▶ [Passage to read]:
There have been cited to us no decisions involving the suspension of the probation power during the pendency of a petition for certiorari, nor are we aware of any. There is, however, settled authority which holds that the power to reduce a sentence is suspended during the pendency of an appeal from the conviction. Berman v. United States, 302 U.S. 211, 58 S.Ct. 164, 32 L.Ed. 204 (1937); United States v. Habib, 72 F.2d 271 (2 Cir. 1934); United States v. Grabina, 309 F.2d 783, 785 (2 Cir. 1962), cert. denied 374 U.S. 836, 83 S.Ct. 1885, 10 L.Ed.2d 1057 (1963). The reason given for this rule is that the docketing of an appeal wholly removes the appealed cause from the jurisdiction of the trial court. It is also reasoned that to permit a modification of the defendant's sentence while his conviction is on appeal would undermine the "finality of judgment" upon which that review is based. Berman v. United States, supra; Phillips v. United States, supra, 212 F.2d at 335. While a technical distinction may be drawn between the present case and those concerning a reduction or correction of a sentence because an order suspending execution of a sentence and granting probation leaves the sentence itself unchanged, see Berman v. United States, supra, 302 U.S. at 213, 58 S.Ct. 164; cf., United States v. Lindh, 148 F. 2d 332 (3 Cir. 1944), cert. denied 325 U. S. 859 (1945), while a reduction or correction of sentence does not, the decisions of this Circuit have emphasized the fact that the removal of a case from the district court deprives that court of "jurisdiction" and of the "power" to make "further orders in the appealed cause." United States v. Habib; supra, 72 F.2d at 271; United States v. Grabina, supra, 309 F.2d at 785. See also, Spirou v. United States, 24 F.2d 796, 797 (2 Cir.), cert. denied 277 U.S. 596, 48 S.Ct. 559, 72 L.Ed. 1006 (1928); United States v. Radice, 40 F.2d 445, 446 (1930). This reasoning applies with the same cogency to an order which suspends a sentence and grants probation as it does to an order which merely reduces the sentence originally imposed. In either situation the case is simply not before the trial court during the pendency of proceedings in a higher tribunal.
While the cases have been concerned with appeals rather that certiorari, the decisions rest upon a general principle of federal jurisdiction and not on factors peculiar to the relationships between the district courts and the courts of appeals. It is essential to orderly functioning of the procedures for review that once a case has left the district court and is proceeding to the court of appeals and thence to the Supreme Court, the district court cannot make changes in the record of the case or in the disposition made of it.12 The principle that "an appeal suspends the power of the court below to proceed further in the cause," Hovey v. McDonald, 109 U.S. 150, 157, 3 S.Ct. 136, 140, 27 L.Ed. 888 (1883), has long been held to control when a case is on appeal in the Supreme Court, e. g., Draper v. Davis, 102 U.S. 370, 26 L.Ed. 121 (1880); Keyser v. Farr, 105 U.S. 265, 26 L.Ed. 1025 (1882); and it has been invoked in the case of certiorari, Nemec v. United States, 184 F.2d 355 (9 Cir. 1950). There is nothing in the history of Rule 35 to suggest that its draftsmen intended to alter this principle in the case of a motion to reduce sentence. See 5 Orfield, Criminal Procedure Under the Federal Rules, § 35:4, pp. 464-468 (1967). And we see no good reason to create such a special exception under the Probation Act by holding that a district court may suspend a sentence and grant probation after an appeal from the conviction has been taken, but prior to the completion of all stages of direct review.

▶ [Data]:
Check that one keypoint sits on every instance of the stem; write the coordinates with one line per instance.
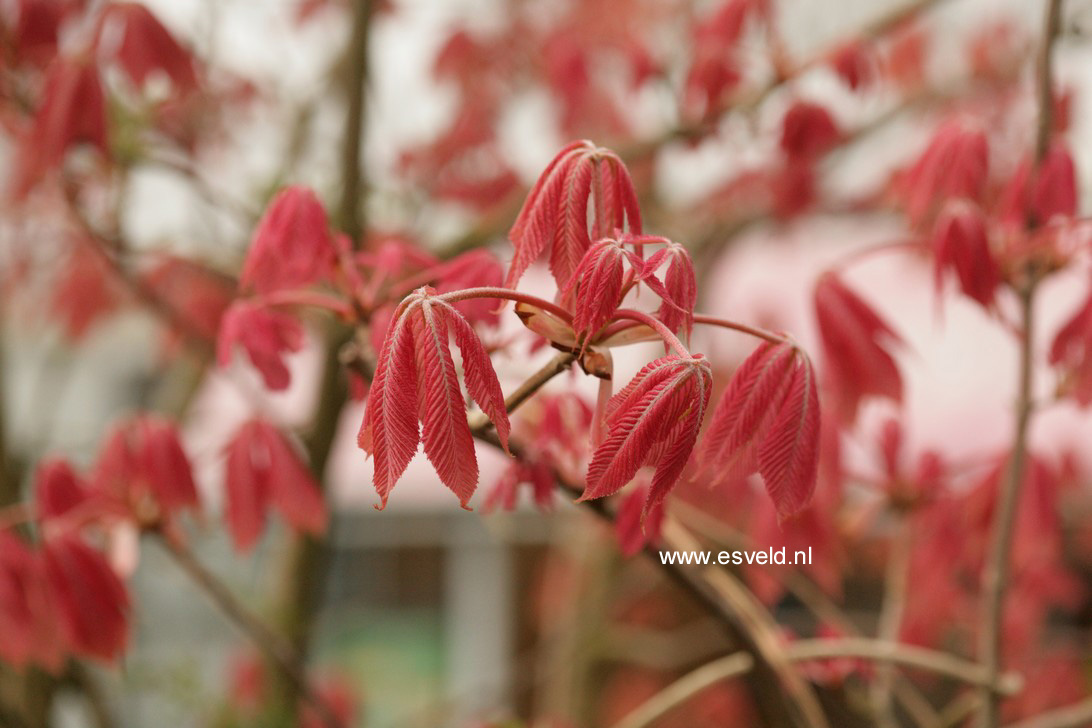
(1071, 716)
(738, 664)
(995, 579)
(894, 601)
(348, 213)
(559, 363)
(752, 331)
(14, 515)
(310, 298)
(263, 637)
(998, 559)
(781, 691)
(508, 295)
(665, 333)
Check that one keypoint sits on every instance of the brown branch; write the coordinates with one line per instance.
(725, 597)
(560, 362)
(877, 651)
(1071, 716)
(894, 601)
(356, 78)
(262, 636)
(811, 596)
(996, 575)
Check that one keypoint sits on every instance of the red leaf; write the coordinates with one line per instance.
(768, 421)
(631, 528)
(1071, 351)
(807, 131)
(961, 242)
(85, 291)
(654, 419)
(265, 335)
(556, 212)
(953, 165)
(263, 469)
(855, 344)
(30, 627)
(730, 448)
(58, 489)
(72, 110)
(788, 455)
(1053, 193)
(145, 46)
(292, 247)
(679, 289)
(92, 600)
(472, 270)
(143, 466)
(855, 63)
(196, 293)
(594, 290)
(416, 380)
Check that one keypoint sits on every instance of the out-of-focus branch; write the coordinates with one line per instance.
(811, 596)
(996, 575)
(263, 637)
(877, 651)
(726, 598)
(1071, 716)
(894, 601)
(356, 78)
(303, 576)
(637, 151)
(559, 363)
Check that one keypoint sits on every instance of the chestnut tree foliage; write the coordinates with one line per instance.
(593, 271)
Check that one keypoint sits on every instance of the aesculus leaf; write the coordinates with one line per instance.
(1071, 351)
(415, 396)
(768, 422)
(292, 246)
(961, 242)
(263, 470)
(678, 288)
(953, 165)
(856, 347)
(555, 215)
(788, 454)
(653, 420)
(595, 288)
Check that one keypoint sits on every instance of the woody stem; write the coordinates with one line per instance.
(996, 575)
(263, 637)
(310, 298)
(752, 331)
(665, 333)
(508, 295)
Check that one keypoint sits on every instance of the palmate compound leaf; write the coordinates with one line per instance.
(556, 212)
(768, 421)
(654, 420)
(415, 396)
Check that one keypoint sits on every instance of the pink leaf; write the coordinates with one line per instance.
(265, 335)
(292, 247)
(415, 379)
(654, 419)
(555, 215)
(856, 342)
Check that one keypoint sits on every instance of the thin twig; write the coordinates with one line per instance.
(894, 601)
(1071, 716)
(263, 637)
(356, 76)
(559, 363)
(995, 580)
(878, 651)
(797, 583)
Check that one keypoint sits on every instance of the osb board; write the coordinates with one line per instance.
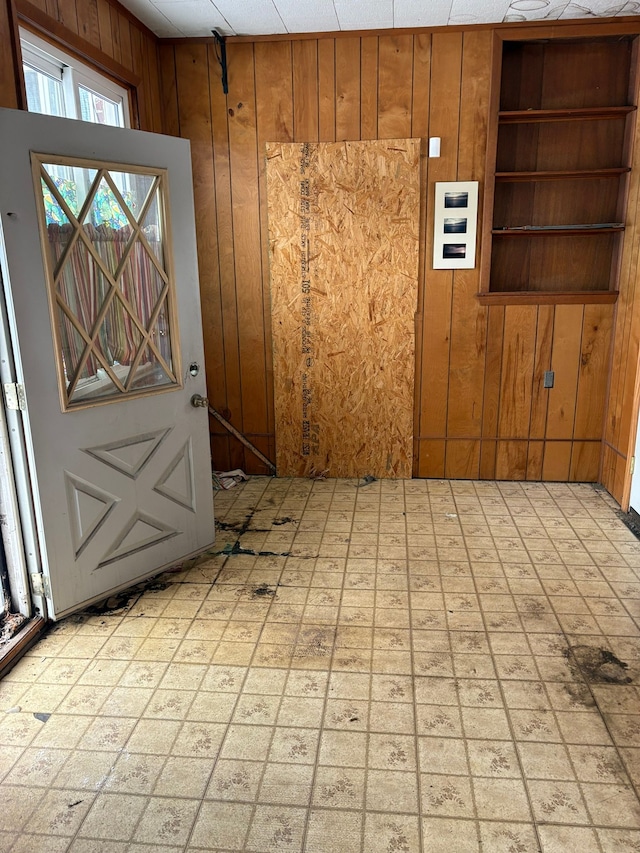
(343, 235)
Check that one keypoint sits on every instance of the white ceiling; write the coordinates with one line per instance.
(177, 18)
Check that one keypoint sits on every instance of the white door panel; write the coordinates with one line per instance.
(634, 498)
(122, 488)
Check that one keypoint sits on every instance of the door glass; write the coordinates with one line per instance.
(110, 279)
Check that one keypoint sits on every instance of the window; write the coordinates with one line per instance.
(59, 85)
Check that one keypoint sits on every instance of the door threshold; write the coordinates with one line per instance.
(20, 643)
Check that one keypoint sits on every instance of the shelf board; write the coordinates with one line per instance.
(541, 297)
(562, 174)
(579, 114)
(564, 231)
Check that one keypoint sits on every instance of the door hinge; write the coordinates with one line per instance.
(14, 396)
(40, 585)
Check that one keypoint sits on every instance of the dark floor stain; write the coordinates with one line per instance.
(631, 519)
(122, 600)
(597, 666)
(236, 549)
(263, 591)
(366, 481)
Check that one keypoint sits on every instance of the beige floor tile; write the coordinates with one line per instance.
(60, 812)
(508, 837)
(221, 825)
(391, 832)
(167, 821)
(332, 829)
(559, 839)
(442, 835)
(235, 780)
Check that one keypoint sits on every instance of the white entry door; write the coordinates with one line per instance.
(99, 263)
(634, 498)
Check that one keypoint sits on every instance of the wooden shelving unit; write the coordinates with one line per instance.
(557, 191)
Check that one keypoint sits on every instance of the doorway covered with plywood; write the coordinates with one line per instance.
(344, 241)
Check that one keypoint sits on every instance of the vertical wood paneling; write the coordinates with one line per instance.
(585, 461)
(326, 90)
(557, 460)
(68, 15)
(593, 371)
(395, 86)
(511, 460)
(491, 402)
(104, 27)
(194, 117)
(481, 409)
(347, 88)
(247, 242)
(88, 22)
(169, 81)
(446, 64)
(517, 370)
(226, 390)
(115, 35)
(468, 319)
(369, 87)
(535, 456)
(542, 363)
(305, 91)
(431, 461)
(282, 121)
(565, 361)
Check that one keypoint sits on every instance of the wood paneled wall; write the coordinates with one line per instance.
(481, 409)
(101, 33)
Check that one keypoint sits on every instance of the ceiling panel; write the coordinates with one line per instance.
(417, 13)
(364, 14)
(271, 17)
(251, 17)
(316, 17)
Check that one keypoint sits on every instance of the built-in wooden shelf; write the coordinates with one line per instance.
(562, 174)
(542, 297)
(570, 114)
(557, 230)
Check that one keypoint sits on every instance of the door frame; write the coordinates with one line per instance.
(22, 547)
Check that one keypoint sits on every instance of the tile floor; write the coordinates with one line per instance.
(374, 669)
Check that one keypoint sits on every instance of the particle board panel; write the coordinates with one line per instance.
(343, 228)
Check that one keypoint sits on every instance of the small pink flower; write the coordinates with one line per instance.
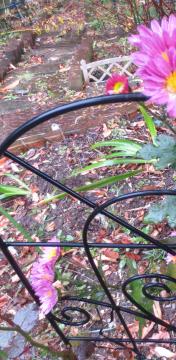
(117, 84)
(48, 297)
(42, 277)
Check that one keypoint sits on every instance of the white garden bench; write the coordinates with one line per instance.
(104, 68)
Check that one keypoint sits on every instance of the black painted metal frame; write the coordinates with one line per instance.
(151, 280)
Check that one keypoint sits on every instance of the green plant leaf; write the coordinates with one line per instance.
(18, 226)
(8, 191)
(137, 293)
(95, 185)
(165, 210)
(103, 163)
(20, 182)
(128, 146)
(149, 123)
(171, 271)
(164, 153)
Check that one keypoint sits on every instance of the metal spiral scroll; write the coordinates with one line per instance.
(75, 315)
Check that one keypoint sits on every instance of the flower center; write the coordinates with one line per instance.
(165, 56)
(52, 253)
(171, 82)
(118, 87)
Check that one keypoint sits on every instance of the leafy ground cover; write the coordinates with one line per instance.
(65, 217)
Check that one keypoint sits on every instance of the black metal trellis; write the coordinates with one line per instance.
(156, 281)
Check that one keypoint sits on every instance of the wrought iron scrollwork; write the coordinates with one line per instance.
(77, 314)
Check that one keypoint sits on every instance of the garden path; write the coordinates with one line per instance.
(41, 81)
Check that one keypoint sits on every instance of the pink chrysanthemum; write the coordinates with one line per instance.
(117, 84)
(156, 61)
(154, 41)
(42, 278)
(48, 297)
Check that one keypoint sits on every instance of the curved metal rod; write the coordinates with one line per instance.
(102, 209)
(63, 109)
(139, 306)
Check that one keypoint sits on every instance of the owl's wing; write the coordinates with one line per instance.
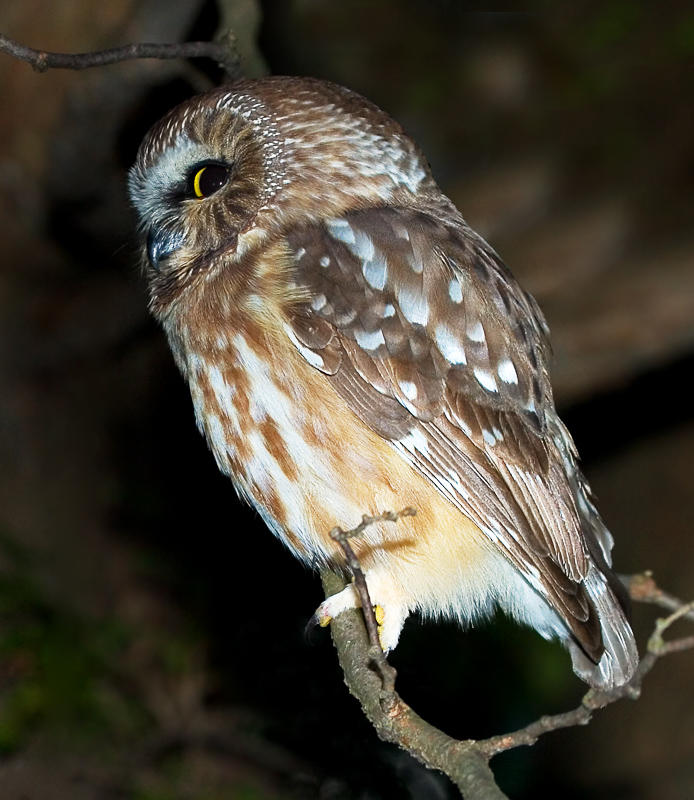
(434, 345)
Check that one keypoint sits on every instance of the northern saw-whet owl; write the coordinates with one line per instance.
(352, 346)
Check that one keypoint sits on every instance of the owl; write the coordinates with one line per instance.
(352, 345)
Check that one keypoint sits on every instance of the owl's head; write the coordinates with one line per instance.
(229, 170)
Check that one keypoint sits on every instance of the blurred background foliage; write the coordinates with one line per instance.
(151, 631)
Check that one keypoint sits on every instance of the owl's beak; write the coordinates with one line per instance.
(161, 244)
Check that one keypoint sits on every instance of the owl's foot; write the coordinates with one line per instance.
(389, 611)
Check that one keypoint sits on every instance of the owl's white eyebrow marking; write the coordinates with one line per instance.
(341, 229)
(369, 341)
(413, 305)
(485, 379)
(376, 273)
(475, 332)
(449, 345)
(507, 372)
(455, 290)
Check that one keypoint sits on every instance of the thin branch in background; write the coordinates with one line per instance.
(643, 589)
(224, 52)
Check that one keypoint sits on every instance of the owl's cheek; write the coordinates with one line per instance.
(161, 244)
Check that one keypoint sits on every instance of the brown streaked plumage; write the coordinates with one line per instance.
(352, 345)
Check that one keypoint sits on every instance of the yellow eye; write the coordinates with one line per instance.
(209, 179)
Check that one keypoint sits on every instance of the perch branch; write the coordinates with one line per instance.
(466, 762)
(223, 52)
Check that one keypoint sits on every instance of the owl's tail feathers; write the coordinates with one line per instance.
(620, 657)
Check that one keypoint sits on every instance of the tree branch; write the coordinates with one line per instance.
(224, 52)
(371, 680)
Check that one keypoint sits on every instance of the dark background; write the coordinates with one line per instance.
(152, 640)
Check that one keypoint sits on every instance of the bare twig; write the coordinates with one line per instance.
(467, 762)
(387, 673)
(643, 588)
(224, 52)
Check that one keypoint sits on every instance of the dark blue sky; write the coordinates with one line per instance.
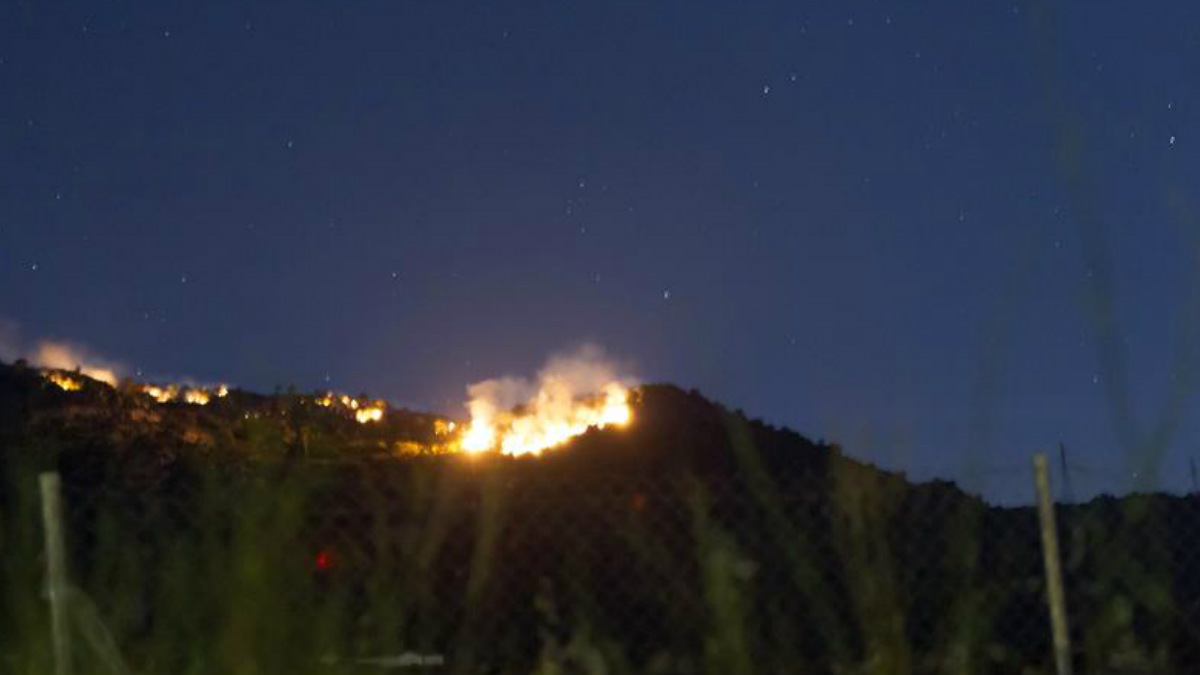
(852, 217)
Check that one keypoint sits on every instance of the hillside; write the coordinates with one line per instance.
(641, 545)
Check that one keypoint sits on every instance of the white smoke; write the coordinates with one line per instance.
(523, 414)
(58, 354)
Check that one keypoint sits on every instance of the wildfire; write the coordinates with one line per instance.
(197, 396)
(66, 357)
(364, 412)
(372, 413)
(65, 382)
(573, 394)
(193, 395)
(161, 394)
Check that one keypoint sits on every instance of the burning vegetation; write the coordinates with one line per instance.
(509, 416)
(571, 394)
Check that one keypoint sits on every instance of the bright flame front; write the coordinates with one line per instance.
(555, 416)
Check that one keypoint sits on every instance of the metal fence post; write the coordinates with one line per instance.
(55, 569)
(1055, 595)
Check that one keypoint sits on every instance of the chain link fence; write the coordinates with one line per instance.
(459, 566)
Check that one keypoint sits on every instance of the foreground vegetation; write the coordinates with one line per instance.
(262, 535)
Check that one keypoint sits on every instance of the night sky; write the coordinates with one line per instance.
(942, 233)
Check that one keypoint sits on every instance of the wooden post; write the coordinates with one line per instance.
(55, 569)
(1055, 595)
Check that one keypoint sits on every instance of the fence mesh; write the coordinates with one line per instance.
(517, 567)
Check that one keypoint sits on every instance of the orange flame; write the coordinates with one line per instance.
(65, 382)
(573, 394)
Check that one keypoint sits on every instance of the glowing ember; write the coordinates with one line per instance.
(571, 395)
(197, 396)
(66, 357)
(161, 394)
(372, 413)
(65, 382)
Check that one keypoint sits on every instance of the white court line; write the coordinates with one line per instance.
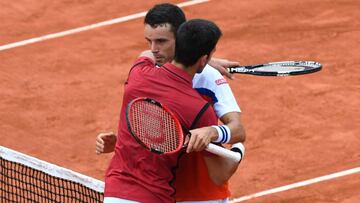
(295, 185)
(89, 27)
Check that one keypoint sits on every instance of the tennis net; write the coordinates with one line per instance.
(26, 179)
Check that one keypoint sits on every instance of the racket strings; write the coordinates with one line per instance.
(154, 126)
(278, 68)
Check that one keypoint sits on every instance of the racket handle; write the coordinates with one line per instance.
(215, 149)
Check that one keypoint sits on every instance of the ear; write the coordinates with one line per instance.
(201, 63)
(203, 60)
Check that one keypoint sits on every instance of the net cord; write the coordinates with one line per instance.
(51, 169)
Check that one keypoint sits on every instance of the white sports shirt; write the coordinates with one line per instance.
(214, 87)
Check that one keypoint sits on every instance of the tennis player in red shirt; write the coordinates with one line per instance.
(193, 172)
(134, 173)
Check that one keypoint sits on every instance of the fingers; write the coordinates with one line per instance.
(197, 143)
(102, 139)
(229, 75)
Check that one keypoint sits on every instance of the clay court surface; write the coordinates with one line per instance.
(57, 94)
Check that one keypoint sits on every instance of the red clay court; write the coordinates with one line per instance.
(59, 92)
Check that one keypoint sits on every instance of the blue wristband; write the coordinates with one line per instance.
(224, 134)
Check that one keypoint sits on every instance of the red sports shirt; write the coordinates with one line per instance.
(135, 173)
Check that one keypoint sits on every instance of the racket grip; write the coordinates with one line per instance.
(215, 149)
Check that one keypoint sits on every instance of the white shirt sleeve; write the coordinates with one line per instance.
(214, 87)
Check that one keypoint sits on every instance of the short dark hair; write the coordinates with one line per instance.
(194, 39)
(165, 13)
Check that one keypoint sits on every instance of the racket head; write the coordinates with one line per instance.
(154, 126)
(282, 68)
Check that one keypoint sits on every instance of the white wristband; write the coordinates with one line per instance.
(224, 134)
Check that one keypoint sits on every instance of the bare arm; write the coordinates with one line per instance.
(105, 142)
(233, 121)
(148, 54)
(220, 169)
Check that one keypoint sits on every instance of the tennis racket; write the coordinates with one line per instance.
(156, 127)
(282, 68)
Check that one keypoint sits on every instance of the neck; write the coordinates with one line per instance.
(191, 70)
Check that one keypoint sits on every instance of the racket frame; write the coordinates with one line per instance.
(310, 67)
(177, 124)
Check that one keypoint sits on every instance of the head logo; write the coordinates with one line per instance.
(221, 81)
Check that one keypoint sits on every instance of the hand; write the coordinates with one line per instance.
(222, 64)
(200, 138)
(105, 142)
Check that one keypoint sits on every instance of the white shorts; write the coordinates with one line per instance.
(226, 200)
(117, 200)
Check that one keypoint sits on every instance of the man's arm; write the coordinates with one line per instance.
(105, 142)
(222, 64)
(233, 121)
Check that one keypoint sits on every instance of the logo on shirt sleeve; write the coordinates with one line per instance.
(221, 81)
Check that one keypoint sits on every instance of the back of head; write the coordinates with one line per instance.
(165, 13)
(194, 39)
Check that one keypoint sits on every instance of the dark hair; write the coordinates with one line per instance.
(165, 13)
(194, 39)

▶ [Task instructions]:
- A) Answer these questions from the opinion excerpt on probation power:
(i) In the first paragraph, what does the docketing of an appeal do to the appealed cause?
(ii) Which decision is quoted for the principle that "an appeal suspends the power of the court below to proceed further in the cause"?
(iii) Which decision invoked that principle in the case of certiorari?
- B) Pick up the opinion excerpt on probation power after its final sentence and write the next few sentences.
These rows were drawn from a separate source and have no connection to the opinion excerpt on probation power.

▶ [The answers]:
- A)
(i) It wholly removes the appealed cause from the jurisdiction of the trial court.
(ii) Hovey v. McDonald, 109 U.S. 150, 157 (1883).
(iii) Nemec v. United States, 184 F.2d 355 (9 Cir. 1950).

- B)
We stress the time of sentencing as the appropriate occasion for probation to be considered by the trial judge. This emphasis is consistent with both the underlying purpose of the Probation Act and the time when it was intended that the district court should invoke its provisions. The clear purpose of the statute is to authorize a form of punishment without incarceration which may be utilized by a sentencing judge in a case where he believes the defendant will best be rehabilitated without undergoing actual imprisonment. Thus, while the power to grant probation runs up to the time the convicted person is actually incarcerated, "[t]he avoidance of imprisonment at time of sentence was * * the period to which the advocates of a Probation Act always directed their urgency." United States v. Murray, supra, 275 U.S. at 357-358, 48 S.Ct. at 149.
In contrast to this, the motion to reduce sentence, under Rule 35, is founded upon the assumption that a certain amount of time has passed between the imposition of the sentence and the time when the court's power to reduce or correct it is sought to be invoked by the convicted defendant. The motion to reduce a sentence is "essentially a plea for leniency," Poole v. United States, 102 U.S.App.D.C. 71, 250 F.2d 396, 401 (1957); 8 Moore's Federal Practice ¶ 35.02  at 35-2.2-35.3 (1967). Rule 35 is intended to give every convicted defendant a second round before the sentencing judge, and at the same time, it affords the judge an opportunity to reconsider the sentence in the light of any further information about the defendant or the case which may have been presented to him in the interim. See 5 Orfield, supra, § 35:4 at 466 n. 3. In this regard it is not without significance that Congress has never specifically provided a similar "second chance" for probation under the provisions of the Probation Act.
Since we hold that the district court had no jurisdiction over this case on January 12, 1967, and dismiss the appeal on that ground, the other points raised by the appellant in his brief are not properly before us, and we express no opinion as to their merits.13
The appeal is dismissed.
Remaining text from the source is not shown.